== Source material ==

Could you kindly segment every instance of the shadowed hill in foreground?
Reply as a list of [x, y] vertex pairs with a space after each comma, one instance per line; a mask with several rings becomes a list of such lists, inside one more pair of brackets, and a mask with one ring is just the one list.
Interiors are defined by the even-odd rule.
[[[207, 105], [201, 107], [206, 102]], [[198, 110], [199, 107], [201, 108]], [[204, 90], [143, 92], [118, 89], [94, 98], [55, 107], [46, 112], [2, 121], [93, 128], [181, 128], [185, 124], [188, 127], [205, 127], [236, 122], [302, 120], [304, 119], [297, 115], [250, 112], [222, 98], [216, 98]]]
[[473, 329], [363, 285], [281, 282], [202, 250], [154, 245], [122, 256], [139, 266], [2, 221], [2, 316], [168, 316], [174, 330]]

===
== Source material ==

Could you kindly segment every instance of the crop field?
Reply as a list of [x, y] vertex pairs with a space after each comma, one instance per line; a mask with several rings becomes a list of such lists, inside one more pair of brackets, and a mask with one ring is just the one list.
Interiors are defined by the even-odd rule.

===

What you have to do –
Across the data, how many lines have the word "Could" in them? Respond with the number alone.

Response –
2